▶ [Tasks to perform]:
[1] In the discussion of OMOP standardized vocabularies, which vocabulary is used for diagnoses in place of ICD10CM?
[2] Write the next reply in the exchange about OMOP standardized vocabularies, picking up after its final message.

▶ [Text segment]:
--

Do the OMOP standardized vocabularies conform to “Section I: Best Available Vocabulary/Code Set/Terminology Standards and Implementation Specifications”? 2015 Interoperability Standards
Comes close. It’s the same except:
- Diagnoses: SNOMED instead of ICD10CM
- RxNorm for Immunization instead of CVX (but are planning on bringing it in)
- Medication allergies: SNOMED instead of RxNorm
Why?
Curiosity. I’m trying to wrap my head around the transformation from source to OMOP standardized vocabularies.
Another question: Does OMOP highlight when the crosswalks aren’t direct, 1:1 relationships? Not during the ETL, but when a researcher queries the database are they notified that there is the possible loss of specificity or granularity?
That’s a cool idea. Currently, in vocabularies that are not strictly stratified (like drugs where the concept_class_id tells you excactly what level of granularity you got), the mapping doesn’t know whether it is “uphill” or 1:1. We should add that to the long to-do list.

--

▶ [The data]:

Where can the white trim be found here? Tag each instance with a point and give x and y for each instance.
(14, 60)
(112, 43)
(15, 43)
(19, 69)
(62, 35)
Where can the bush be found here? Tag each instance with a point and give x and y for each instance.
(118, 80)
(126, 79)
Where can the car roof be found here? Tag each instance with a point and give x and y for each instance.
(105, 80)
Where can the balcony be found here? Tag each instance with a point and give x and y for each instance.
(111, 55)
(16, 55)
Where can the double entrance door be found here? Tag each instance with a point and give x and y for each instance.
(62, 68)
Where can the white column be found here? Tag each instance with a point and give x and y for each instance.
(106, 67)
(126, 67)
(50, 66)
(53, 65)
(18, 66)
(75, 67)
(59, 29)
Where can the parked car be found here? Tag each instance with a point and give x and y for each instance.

--

▶ [Set of answers]:
[1] SNOMED

[2]
But what it does do is to allow utilizing the hierarchical relationships. That’s much more powerful than what folks generally do like in ICD9CM where they cut off a character or two.
I don’t quite understand this:
“drugs where the concept_class_id tells you excactly what level of granularity you got”. Does the concept_class_id describe granularity for drug mappings?
The CDM describes concept_class_id as “The attribute or concept class of the Concept. Examples are “Clinical Drug”, “Ingredient”, “Clinical Finding” etc.”. I don’t see where the data on granularity is stored.
I’m new to this, so please excuse my confusion.